= Input =
# # # # # # #

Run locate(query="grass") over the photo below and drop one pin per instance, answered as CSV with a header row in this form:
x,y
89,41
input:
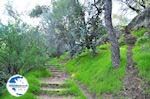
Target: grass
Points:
x,y
34,85
141,54
97,72
140,32
74,89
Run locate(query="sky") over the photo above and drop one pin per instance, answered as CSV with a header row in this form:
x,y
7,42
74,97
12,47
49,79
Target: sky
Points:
x,y
25,6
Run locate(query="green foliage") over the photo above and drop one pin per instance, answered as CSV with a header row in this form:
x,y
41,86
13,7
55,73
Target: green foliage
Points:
x,y
21,50
33,78
97,72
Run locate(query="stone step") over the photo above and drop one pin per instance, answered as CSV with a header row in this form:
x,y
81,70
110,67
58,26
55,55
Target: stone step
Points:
x,y
63,85
55,97
53,89
51,81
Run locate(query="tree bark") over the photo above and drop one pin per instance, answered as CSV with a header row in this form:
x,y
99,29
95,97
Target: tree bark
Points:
x,y
115,51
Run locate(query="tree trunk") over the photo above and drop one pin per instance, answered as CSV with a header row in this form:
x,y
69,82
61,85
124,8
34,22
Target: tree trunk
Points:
x,y
115,51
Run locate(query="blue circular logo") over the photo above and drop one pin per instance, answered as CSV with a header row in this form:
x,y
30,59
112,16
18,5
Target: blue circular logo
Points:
x,y
17,85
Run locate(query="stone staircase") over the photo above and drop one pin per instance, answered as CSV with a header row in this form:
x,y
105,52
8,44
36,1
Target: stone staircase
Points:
x,y
55,87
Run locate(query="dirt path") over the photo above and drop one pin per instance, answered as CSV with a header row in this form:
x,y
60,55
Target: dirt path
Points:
x,y
55,87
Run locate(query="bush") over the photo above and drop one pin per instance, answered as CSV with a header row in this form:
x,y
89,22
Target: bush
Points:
x,y
21,50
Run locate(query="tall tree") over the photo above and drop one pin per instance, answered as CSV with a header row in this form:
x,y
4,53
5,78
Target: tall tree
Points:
x,y
115,51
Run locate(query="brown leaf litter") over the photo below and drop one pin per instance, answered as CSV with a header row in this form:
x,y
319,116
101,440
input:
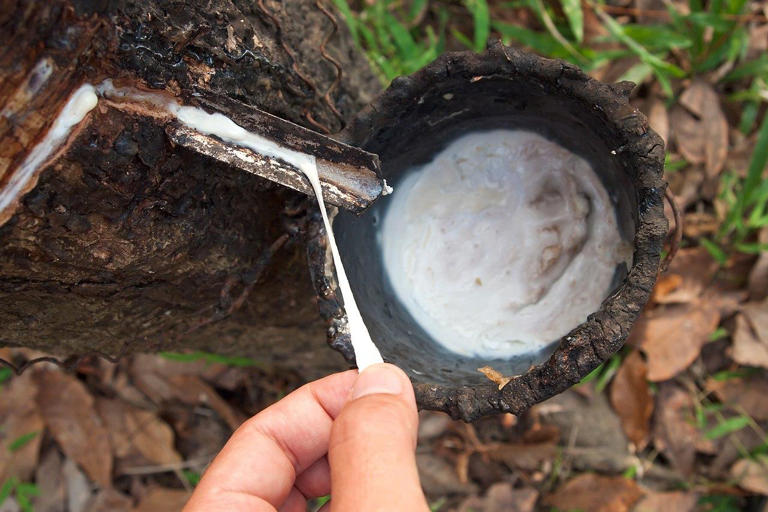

# # # # # # #

= Description of the task =
Which lines in the entries above contain "circular"? Pull each of them out.

= Output for this exercise =
Run locate(query="blue circular logo") over the photo above and drop one pin per instance, answered as CSV with a header row in this form:
Target: blue circular logo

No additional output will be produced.